== ARTICLE ==

Derek Featherstone is one of my favorite speakers when it comes to inclusive design and accessibility. As seen in the previous talks the discussion about accessible websites has been shifting from focusing only on the “accessibility” portion to focusing on the inclusive design techniques necessary to get us to accessible sites. In this talk, Derek covers the importance of inclusive design and the follows up with issues to look for so that you produce designs usable for everyone.
One thing that stood out in Derek’s talk as compared to Dan Moll’s is that Derek sees a lot of value in using up-front design techniques as conversation starters instead of using the code as the conversation starter. Personally, I agree with him – it’s easier for me to throw out a wireframe than a developer to throw out code.
Or maybe it’s just that if we’re in the stage where I’m making a lot of the decisions, I should also be the one remaking the artifacts as a result.
Always excited to hear @feather speak! Inclusive UX: Techniques for Everyone.
Starting with the Empire Strikes Back. Luke seeks Yoda the Jedi Master. He’s a little bit cocky. He’s underestimating Yoda. And he’s not afraid… but he will be. #AEADC
— Anne Gibson (@perpendicularme) August 1, 2018
(This is a few seconds longer than the clip that Derek showed.)
There’s alternative storyboard sketches of this same scene. It’s an early prototype of what the finished production is going to be. Quickly done in pencil sketch, then draw the block around it. Direction for the camera man in arrows. Descriptions in the margins. #AEADC
— Anne Gibson (@perpendicularme) August 1, 2018
There’s so much in the storyboard about how the scene should unfold, a language that’s being used to communicate the direction and filming #AEADC
— Anne Gibson (@perpendicularme) August 1, 2018
There’s a ton of Star Wars concept art out in the world. “Production paintings” – has a completely different purpose than the storyboards. More care in the visual aspect, helping us bring the characters to life for wardrobe, make-up, hair, sets, texture, color, surface#AEADC
— Anne Gibson (@perpendicularme) August 1, 2018
Final produced version is for entertaining and educating. Storyboards are for blocking and instructions. Painting is direction for costuming and set design. They’ll all be used in different ways.
There’s a relationship between these 3 levels of fidelity and the web#AEADC
— Anne Gibson (@perpendicularme) August 1, 2018
If we think of the storyboard as the wireframe, which is a discussion and communication between different teams, the painting as the mock, and the final movie as the code, there’s a place for all of them.#AEADC
— Anne Gibson (@perpendicularme) August 1, 2018
Going straight to code is great but there’s a place for having the conversations at the design stages.

===
== MATERIAL SUPPLIED ==

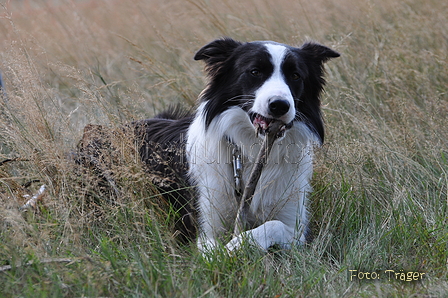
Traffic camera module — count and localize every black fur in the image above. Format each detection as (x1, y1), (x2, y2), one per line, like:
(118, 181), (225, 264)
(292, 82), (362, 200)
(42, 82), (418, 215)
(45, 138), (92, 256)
(194, 38), (339, 142)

===

▶ [YOUR INSTRUCTIONS]: Switch "speakers" to "presenters" in the talk write-up and give the passage again, beginning at the words "Derek Featherstone is" and stopping after "usable for everyone.".

▶ [SOLUTION FOR THIS EXERCISE]:
Derek Featherstone is one of my favorite presenters when it comes to inclusive design and accessibility. As seen in the previous talks the discussion about accessible websites has been shifting from focusing only on the “accessibility” portion to focusing on the inclusive design techniques necessary to get us to accessible sites. In this talk, Derek covers the importance of inclusive design and the follows up with issues to look for so that you produce designs usable for everyone.